#### Page excerpt
********
In Canada, 98% – or 26 million – of the nation's egg-laying chickens are kept in battery cages,1 small wire cages with slanted floors in which 5 to 7 hens remain for their entire lives. At between one and two years of age, they are considered "spent" and are slaughtered. Chickens can live more than ten years.
The average Canadian battery cage farm contains 17,100 birds.2
The cages are approximately 20 by 20 inches square, meaning that the birds do not even have enough room to stretch one wing. Each bird has about 1/2 square foot of space, basically about 3/4 the area of a standard piece of letter-sized paper.3 She requires 144 square inches to stretch her wings and 303 to flap them. The Recommended Code of Practice for the Care and Handling of Pullets, Layers and Spent Fowl, which is the standard for all Canadian egg farmers, gives each bird 67 square inches.4
Experience Life in a Virtual Battery Cage:
"When I visited a large egg layer operation and saw old hens that had reached the end of their productive life, I was horrified,"said Temple Grandin, farm animal welfare scientist. "Egg layers bred for maximum egg production and the most efficient feed conversion were nervous wrecks that had beaten off half their feathers by constant flapping against the cage."5 They stay in these cages for anywhere from one year to a year and a half, before being classified as "spent hens." They are then killed and turned into soup, pot pies, or any low-grade meat product that hides bruising.6
In a particularly famous case of cruelty, 30,000 of these "spent hens" were thrown live into a wood chipper in a California farm in 2003. County reports describe workers at the ranch "feeding squirming birds by the bucket into the pounding machine." Though the public raised considerable outcry, the owners of the egg farm were not prosecuted by the district attorney, who described the killing of hens with a wood chipper as common industry practice. Veterinarians involved in the case referred to it as an "approved method" of disposing of spent hens.7
To increase the laying capacity of hens who might otherwise be considered spent, the industry occasionally utilizes what is known as "force-moulting". This practice is more common in Canada than in the United States, and involves starving chickens for up to 18 days in total darkness in an attempt to shock their body into another laying cycle. They are also not allowed any water during this period. 5 to 10% of the birds die during this period, and those that survive lose up to a quarter of their body weight.8 In nature, hens generally experience a natural molt near the beginning of winter. They stop laying eggs and their energies are spent growing new feathers and staying warm. Force-molting is the egg industry’s way of exploiting this process: it’s a cost-efficient way to squeeze the last few pennies out of layer hens that, at a fifth of their natural lifespan, are physically exhausted and no longer laying eggs at a profitable rate. An account of force-molting from Cal-Maine Egg Producers:
“Our chicken houses hold 126,000 give or take a few hundred. Our molts usually last about 12 days and during the molt we lose right around 50 birds a day. The last couple of days of the molt before we feed them we lose 100 to 150. The day we feed them we lose about 200-250 hens within a few hours after we feed them. The hens tend to gorge themselves and choke on the feed as they try to eat too much too soon, or at least that’s what we believe.”
********
#### Material
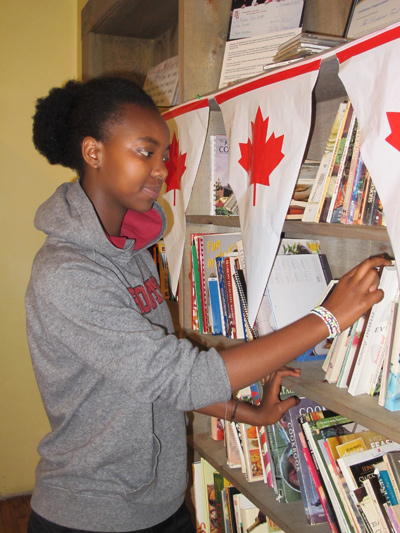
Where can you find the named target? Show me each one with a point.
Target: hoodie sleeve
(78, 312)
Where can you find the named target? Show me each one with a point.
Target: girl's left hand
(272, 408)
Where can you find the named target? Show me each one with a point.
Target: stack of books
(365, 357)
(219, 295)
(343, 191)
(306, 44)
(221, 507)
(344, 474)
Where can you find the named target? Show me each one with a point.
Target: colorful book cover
********
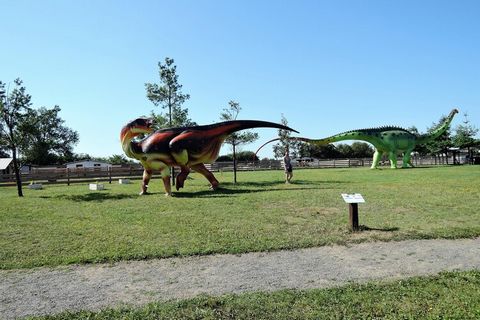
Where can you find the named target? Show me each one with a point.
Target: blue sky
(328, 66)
********
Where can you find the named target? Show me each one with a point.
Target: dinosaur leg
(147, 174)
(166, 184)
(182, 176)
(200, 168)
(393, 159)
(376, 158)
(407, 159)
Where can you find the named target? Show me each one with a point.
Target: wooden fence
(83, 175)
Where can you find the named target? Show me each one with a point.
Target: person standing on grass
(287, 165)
********
#### Task objective
Rewrite the stretch of the battery-cage page from "In Canada, 98%" through "than ten years.", putting "metal cages" wherever "wire cages" appears.

#### Output below
In Canada, 98% – or 26 million – of the nation's egg-laying chickens are kept in battery cages,1 small metal cages with slanted floors in which 5 to 7 hens remain for their entire lives. At between one and two years of age, they are considered "spent" and are slaughtered. Chickens can live more than ten years.